* _CONSIGNE 1_
Pour chacune des affirmations suivantes, indiquez si l'article sur l'escroquerie de Chinon la confirme (oui ou non) et citez les mots décisifs de l'article : (a) l'agence de voyage en cause se trouvait à Chinon ; (b) Jacqueline Landry a fait 72 victimes ; (c) Jean-Max Manceau disposait d'un agrément d'agence.
* _CONSIGNE 2_
D'après l'article sur l'escroquerie de Chinon, à quelle date la responsable de l'agence de voyage a-t-elle été placée en garde à vue ?
* _CONSIGNE 3_
Rédigez la suite de l'article sur l'escroquerie de Chinon, à partir de la dernière phrase présentée.

* _TEXTE FOURNI_
-=-=-=-=-
Les voyageurs rabelaisiens restent sur leur faim

 

Le délibéré de l’affaire d’escroquerie, qui avait fait grand bruit en Chinonais il y a une décennie, est rendu aujourd’hui. Trop tard pour des victimes résignées.

En janvier 2012, la responsable d’une agence de voyage de Chinon était placée en garde à vue après avoir été accusée d’avoir détourné l’argent de dizaines de voyageurs. A l’époque, l’affaire fait jaser dans la cité de Rabelais, où Jacqueline Landry est alors connue comme le loup blanc. Puis le néant. Pendant près de deux dix ans. L’affaire refait subitement surface devant le parquet de Tours en décembre dernier.

« Dix ans pour traiter une affaire pareille, franchement c’est délirant »

Mas, au fil des années, le soufflé est retombé (lire les explications de Me LETERME ci-dessous). Les 72 victimes de Jacqueline Landry n’attendent, pour la plupart , plus grand-chose de cette affaire qui n’a que trop végété. « Est-ce qu’on va toucher quelque chose ? Ce n’est pas sûr… Les assurances et les banques vont se servir avant nous », lâche Jean-Max Manceau. Le vigneron, président de la confrèrie des Entonneurs rabelaisiens, fait partie de la cinquantaine de victimes à s’être constitué partie civile. « Si on peut récupérer quelque chose, on sera très heureux parce que c’est un dû, mais je n’ai pas beaucoup d’espoir, soutient celui qui faisait une confiance aveugle en Jacqueline Landry, jusqu’à lui verser entre 5.000 et 6.000 € pour lancer sa toute fraîche activité oenotouristique. A l’époque, il fallait créer une SARL commerciale indépendante de ma société agricole, mais je n’avais pas d’agrément d’agence. Pour pouvoir vendre des produits, il fallait un agrément et la caution était énorme à l’époque, de l’ordre de 150.000 € dans mes souvenirs … »
-=-=-=-=-
[Entrées d'annotation de régions]
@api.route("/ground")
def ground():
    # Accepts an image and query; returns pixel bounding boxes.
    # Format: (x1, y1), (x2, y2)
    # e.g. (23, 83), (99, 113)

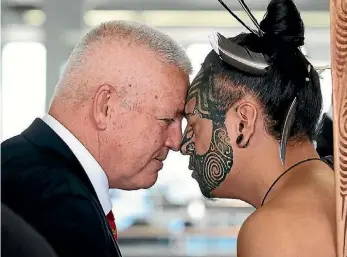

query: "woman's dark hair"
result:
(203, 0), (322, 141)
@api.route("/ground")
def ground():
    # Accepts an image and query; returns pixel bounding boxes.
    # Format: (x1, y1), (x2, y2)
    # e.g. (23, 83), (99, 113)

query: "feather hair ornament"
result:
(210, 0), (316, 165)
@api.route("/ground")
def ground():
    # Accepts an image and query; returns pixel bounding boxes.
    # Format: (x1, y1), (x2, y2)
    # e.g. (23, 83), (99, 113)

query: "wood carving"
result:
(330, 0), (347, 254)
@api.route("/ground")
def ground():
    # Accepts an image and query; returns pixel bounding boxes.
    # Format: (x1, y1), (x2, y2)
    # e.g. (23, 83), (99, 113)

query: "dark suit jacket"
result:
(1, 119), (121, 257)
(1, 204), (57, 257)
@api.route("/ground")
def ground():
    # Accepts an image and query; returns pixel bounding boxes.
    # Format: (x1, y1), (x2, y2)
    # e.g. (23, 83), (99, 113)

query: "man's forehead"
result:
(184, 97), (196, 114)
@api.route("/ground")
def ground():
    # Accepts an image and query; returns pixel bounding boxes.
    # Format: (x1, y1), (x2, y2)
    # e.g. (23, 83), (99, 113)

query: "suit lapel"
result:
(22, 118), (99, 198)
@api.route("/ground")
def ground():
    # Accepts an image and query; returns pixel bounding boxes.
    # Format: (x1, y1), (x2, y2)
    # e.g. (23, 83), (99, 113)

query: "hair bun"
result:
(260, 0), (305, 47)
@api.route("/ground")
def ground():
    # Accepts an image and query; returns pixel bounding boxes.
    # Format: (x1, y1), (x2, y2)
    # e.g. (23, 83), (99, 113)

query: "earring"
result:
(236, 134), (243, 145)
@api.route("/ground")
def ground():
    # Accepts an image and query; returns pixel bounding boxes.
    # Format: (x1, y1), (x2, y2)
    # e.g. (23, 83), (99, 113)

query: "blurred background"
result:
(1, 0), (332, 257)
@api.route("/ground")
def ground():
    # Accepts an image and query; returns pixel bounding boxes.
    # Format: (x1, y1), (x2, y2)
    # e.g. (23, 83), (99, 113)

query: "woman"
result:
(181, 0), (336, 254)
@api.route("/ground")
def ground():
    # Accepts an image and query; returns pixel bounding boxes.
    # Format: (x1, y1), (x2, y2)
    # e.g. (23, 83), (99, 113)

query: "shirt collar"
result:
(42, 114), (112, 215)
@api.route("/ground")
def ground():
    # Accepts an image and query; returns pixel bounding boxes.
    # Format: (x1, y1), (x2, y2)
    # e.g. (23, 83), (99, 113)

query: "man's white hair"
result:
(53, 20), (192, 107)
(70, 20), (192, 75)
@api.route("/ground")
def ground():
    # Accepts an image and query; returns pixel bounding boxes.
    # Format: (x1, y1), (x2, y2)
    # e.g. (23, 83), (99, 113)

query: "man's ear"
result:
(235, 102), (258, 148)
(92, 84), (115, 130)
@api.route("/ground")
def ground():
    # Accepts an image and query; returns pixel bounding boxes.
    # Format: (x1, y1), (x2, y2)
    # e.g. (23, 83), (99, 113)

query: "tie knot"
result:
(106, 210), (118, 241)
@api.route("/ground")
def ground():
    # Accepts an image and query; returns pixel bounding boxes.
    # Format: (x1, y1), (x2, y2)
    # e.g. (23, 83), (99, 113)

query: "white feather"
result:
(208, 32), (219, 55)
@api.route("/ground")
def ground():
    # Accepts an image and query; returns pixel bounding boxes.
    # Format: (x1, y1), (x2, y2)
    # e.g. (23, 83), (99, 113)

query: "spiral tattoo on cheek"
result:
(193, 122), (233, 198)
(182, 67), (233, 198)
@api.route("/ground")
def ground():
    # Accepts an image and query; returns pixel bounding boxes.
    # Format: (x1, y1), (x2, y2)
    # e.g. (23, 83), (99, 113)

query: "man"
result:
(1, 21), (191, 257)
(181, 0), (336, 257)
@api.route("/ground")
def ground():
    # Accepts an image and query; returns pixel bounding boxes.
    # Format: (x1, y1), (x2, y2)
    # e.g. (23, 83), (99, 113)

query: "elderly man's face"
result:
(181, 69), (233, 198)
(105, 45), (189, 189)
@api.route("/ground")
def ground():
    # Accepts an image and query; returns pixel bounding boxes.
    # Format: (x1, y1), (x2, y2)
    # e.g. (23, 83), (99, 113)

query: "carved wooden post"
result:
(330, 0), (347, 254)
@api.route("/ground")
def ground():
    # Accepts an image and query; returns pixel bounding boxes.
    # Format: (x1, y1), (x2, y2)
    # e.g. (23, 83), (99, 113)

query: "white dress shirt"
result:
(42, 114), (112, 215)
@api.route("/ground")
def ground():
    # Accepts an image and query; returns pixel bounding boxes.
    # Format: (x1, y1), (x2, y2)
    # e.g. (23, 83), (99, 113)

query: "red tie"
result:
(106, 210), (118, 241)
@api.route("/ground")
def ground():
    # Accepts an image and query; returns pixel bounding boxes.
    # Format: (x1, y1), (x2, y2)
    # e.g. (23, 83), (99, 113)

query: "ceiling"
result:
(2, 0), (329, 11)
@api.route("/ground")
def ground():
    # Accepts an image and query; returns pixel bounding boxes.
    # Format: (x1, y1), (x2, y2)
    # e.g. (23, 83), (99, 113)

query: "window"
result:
-=-=-=-=-
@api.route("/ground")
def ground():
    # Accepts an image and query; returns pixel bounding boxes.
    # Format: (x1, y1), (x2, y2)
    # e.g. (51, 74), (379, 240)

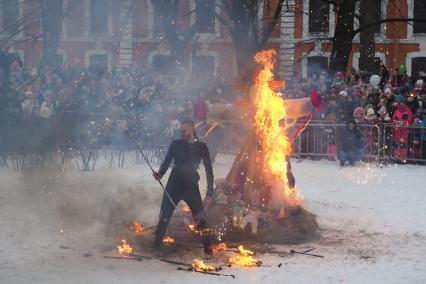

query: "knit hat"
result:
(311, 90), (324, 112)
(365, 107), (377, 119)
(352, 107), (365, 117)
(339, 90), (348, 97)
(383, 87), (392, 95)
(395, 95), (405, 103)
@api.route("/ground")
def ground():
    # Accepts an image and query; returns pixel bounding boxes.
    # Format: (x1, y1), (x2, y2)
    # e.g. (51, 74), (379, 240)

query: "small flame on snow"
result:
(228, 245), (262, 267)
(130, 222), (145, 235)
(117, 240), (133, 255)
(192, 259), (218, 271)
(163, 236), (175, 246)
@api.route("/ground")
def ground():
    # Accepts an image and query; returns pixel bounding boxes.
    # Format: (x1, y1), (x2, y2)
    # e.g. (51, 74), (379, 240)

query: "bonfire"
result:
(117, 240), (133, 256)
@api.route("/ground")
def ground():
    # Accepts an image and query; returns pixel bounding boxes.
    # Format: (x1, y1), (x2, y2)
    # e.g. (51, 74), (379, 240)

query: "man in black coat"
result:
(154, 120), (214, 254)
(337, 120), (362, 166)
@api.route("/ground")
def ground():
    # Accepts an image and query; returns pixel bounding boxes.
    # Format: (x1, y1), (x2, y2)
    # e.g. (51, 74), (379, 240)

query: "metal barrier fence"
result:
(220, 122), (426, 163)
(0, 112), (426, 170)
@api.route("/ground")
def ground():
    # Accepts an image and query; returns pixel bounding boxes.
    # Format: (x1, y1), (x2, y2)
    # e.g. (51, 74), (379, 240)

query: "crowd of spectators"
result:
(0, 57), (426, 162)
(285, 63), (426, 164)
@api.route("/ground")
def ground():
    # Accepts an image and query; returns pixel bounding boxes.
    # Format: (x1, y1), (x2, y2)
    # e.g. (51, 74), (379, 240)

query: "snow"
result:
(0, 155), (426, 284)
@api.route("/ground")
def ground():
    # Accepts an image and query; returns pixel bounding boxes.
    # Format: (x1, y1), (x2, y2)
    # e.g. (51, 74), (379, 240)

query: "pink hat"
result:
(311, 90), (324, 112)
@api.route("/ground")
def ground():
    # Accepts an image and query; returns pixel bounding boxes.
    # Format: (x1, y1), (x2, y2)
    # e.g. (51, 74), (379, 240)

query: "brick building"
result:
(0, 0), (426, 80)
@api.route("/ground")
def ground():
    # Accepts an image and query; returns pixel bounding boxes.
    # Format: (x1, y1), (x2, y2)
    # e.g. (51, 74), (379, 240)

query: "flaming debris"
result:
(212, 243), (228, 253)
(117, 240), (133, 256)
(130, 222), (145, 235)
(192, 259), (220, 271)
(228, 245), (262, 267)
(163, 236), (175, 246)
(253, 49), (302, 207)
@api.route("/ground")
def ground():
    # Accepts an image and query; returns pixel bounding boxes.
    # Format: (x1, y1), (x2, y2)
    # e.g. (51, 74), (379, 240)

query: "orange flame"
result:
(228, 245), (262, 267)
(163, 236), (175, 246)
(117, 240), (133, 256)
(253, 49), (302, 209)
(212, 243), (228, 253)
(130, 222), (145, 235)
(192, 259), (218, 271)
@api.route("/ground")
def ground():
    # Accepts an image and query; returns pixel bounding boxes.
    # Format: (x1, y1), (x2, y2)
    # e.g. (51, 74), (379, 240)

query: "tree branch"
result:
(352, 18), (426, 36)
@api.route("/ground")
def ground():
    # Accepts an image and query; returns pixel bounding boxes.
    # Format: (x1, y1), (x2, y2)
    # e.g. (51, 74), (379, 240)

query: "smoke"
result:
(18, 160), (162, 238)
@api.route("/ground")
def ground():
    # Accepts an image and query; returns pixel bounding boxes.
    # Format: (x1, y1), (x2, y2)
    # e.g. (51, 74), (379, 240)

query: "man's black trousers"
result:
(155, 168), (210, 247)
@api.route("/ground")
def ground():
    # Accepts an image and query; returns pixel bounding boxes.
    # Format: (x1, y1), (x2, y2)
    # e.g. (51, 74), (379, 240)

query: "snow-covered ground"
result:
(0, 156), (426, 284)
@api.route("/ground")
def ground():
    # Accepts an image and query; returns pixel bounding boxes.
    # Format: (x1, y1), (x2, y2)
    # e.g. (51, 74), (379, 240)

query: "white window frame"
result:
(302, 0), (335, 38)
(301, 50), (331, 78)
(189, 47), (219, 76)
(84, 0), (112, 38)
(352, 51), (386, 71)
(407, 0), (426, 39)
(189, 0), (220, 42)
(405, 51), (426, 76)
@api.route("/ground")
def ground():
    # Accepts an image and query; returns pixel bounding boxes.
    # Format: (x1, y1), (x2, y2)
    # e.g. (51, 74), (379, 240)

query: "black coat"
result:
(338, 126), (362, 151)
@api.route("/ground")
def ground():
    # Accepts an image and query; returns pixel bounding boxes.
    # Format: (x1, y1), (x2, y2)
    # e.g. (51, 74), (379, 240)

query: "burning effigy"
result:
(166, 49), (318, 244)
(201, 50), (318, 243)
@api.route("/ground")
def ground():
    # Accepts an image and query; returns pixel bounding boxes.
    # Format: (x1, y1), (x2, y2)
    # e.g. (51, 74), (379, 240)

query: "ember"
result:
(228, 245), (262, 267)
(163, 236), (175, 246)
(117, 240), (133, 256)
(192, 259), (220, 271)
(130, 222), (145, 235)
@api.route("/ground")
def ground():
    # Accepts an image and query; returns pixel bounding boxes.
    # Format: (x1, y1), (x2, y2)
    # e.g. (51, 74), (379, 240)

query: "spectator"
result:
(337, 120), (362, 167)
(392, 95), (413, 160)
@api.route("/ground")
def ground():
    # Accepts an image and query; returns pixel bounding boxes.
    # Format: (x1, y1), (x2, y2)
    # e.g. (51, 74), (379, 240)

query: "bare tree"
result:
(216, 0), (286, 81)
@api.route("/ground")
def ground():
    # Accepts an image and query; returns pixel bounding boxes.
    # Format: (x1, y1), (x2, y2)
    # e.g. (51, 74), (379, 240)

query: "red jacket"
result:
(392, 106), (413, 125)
-=-=-=-=-
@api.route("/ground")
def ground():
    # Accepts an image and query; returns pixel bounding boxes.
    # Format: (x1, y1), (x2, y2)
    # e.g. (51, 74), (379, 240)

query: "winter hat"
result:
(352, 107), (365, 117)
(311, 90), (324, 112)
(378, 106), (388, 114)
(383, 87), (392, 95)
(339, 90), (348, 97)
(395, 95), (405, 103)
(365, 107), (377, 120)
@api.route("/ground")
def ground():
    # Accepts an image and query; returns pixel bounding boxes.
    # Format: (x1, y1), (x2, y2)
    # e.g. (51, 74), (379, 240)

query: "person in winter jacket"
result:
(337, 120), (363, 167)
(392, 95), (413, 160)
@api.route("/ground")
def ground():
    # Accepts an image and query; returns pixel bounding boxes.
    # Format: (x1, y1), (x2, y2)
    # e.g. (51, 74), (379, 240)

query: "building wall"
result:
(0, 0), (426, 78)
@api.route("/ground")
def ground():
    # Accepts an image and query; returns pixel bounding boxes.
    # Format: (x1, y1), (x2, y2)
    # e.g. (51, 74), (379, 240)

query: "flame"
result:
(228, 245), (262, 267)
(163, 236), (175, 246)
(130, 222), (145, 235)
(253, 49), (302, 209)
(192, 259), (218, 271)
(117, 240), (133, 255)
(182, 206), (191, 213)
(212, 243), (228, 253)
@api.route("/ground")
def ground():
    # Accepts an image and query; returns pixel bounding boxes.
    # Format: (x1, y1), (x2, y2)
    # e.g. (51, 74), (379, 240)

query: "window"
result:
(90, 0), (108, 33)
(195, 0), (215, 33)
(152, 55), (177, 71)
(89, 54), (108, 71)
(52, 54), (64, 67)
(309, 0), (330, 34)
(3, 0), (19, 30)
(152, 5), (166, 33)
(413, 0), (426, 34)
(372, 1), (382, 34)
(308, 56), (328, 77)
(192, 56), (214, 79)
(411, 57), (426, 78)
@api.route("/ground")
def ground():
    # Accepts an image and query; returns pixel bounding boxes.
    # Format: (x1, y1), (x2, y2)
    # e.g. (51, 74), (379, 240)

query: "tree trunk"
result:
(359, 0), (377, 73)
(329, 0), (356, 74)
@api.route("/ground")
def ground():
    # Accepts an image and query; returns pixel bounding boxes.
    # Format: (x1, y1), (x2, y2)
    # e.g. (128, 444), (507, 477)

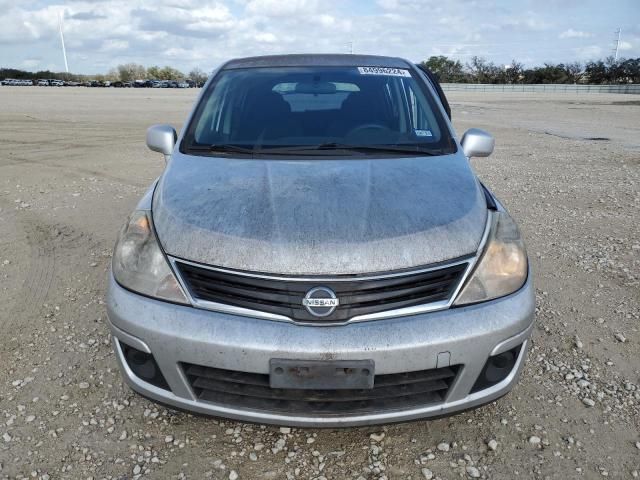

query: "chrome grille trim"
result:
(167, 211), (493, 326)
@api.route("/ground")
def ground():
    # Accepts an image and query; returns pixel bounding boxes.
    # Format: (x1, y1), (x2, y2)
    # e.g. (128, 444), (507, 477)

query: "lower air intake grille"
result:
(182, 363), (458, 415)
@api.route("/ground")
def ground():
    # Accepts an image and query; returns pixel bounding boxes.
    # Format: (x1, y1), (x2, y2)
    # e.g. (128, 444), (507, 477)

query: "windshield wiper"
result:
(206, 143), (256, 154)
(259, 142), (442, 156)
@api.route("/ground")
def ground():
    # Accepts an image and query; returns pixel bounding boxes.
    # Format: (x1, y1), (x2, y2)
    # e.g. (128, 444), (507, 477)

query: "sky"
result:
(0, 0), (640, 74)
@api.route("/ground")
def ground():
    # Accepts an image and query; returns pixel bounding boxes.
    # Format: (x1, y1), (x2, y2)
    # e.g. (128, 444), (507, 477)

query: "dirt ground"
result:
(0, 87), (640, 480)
-=-=-=-=-
* _RÉPONSE 1_
(a) Oui : « la responsable d’une agence de voyage de Chinon ».
(b) Oui : « Les 72 victimes de Jacqueline Landry ».
(c) Non : « je n’avais pas d’agrément d’agence ».

* _RÉPONSE 2_
En janvier 2012.

* _RÉPONSE 3_
L’agence des Voyageurs rabelaisiens devait alors servir d’intermédiaire. « Les clients qui venaient chez moi étaient envoyés chez elle et elle me remboursait. J’étais ainsi couvert au niveau juridique par rapport à ça », poursuit Jean-Max Manceau. « Sauf que l’argent que l’on devait recevoir de sa part en fin de saison estivale, on ne l’a jamais vu », lâche Julien Ayrault. Alors simple prestataire de Jean-Max Manceau, le batelier chinonais avait déboursé 1.600 € de sa poche.

« Même si ça m’avait mis en difficulté à l’époque parce que je commençais tout juste mon activité, d’autres ont eu un plus gros préjudice moral que moi », relativise Julien Ayrault.

« Ca m’a mis en difficulté forcément, j’avais investi dans mes chevaux , ma calèche, la création de ma société… On avait dû pomper sur nos fonds propres, mais pour certains, ce sont des mois voire des années sacrifice pour payer un voyage qu’ils n’ont pas pu faire », soutient Jean-Max Manceau. Comme ce Chinonais qui avait envisagé un voyage à New-York avec une dizaine de proches et dont le rêve s’est transformé en cauchemar. « Est-ce qu’on a digéré cette affaire ? Oui et non… On a perdu des plumes dans cette histoire, mais on n’attend même plus grand-chose du Jugement », lâche celui qui n’a pas souhaité voir son nom rattaché à ce fait divers.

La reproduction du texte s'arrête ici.